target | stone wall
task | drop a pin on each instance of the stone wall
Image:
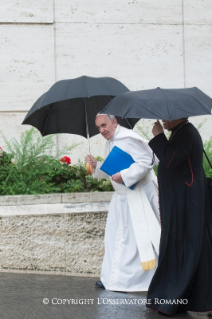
(144, 44)
(53, 232)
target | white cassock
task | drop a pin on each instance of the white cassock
(132, 232)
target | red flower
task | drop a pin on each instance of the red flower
(66, 159)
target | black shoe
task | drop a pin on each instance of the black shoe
(99, 284)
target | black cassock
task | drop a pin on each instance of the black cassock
(183, 279)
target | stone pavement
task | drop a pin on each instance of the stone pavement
(43, 296)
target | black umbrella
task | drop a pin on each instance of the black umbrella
(162, 104)
(70, 106)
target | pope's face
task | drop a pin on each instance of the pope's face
(106, 126)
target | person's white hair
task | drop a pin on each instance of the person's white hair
(111, 117)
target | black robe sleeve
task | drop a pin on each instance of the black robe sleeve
(171, 156)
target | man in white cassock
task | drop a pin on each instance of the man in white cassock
(132, 232)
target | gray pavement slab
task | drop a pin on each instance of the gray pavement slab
(43, 296)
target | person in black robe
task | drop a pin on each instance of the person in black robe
(183, 279)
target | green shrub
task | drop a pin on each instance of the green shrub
(36, 171)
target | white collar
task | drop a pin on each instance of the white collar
(115, 133)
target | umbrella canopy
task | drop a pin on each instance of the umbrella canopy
(70, 106)
(162, 104)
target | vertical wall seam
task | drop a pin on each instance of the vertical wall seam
(55, 62)
(183, 42)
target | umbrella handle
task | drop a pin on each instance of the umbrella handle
(89, 167)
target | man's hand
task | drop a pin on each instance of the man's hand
(91, 160)
(117, 178)
(157, 128)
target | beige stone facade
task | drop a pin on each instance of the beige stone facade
(144, 44)
(53, 232)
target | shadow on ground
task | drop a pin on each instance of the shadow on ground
(40, 296)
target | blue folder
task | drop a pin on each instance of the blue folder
(116, 161)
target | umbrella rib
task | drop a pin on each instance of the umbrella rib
(47, 119)
(161, 92)
(86, 85)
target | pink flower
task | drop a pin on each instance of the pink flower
(66, 159)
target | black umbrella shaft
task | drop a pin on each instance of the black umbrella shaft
(87, 129)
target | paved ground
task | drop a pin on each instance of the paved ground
(43, 296)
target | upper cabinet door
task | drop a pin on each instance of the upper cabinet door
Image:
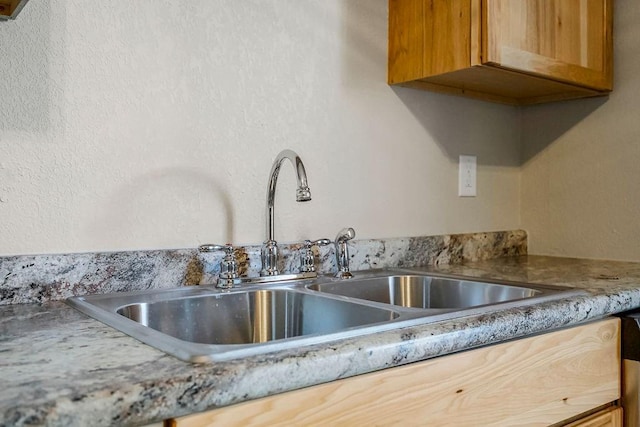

_Task:_ Copy everything from the line containing "target | paved ground" down to the end of the listing word for word, leaving the pictures out.

_Task answer:_
target | paved ground
task | drop a pin on each instance of the paved ground
(43, 296)
target | upper cabinet door
task | drop a pin on each instance of the upper cabinet door
Image:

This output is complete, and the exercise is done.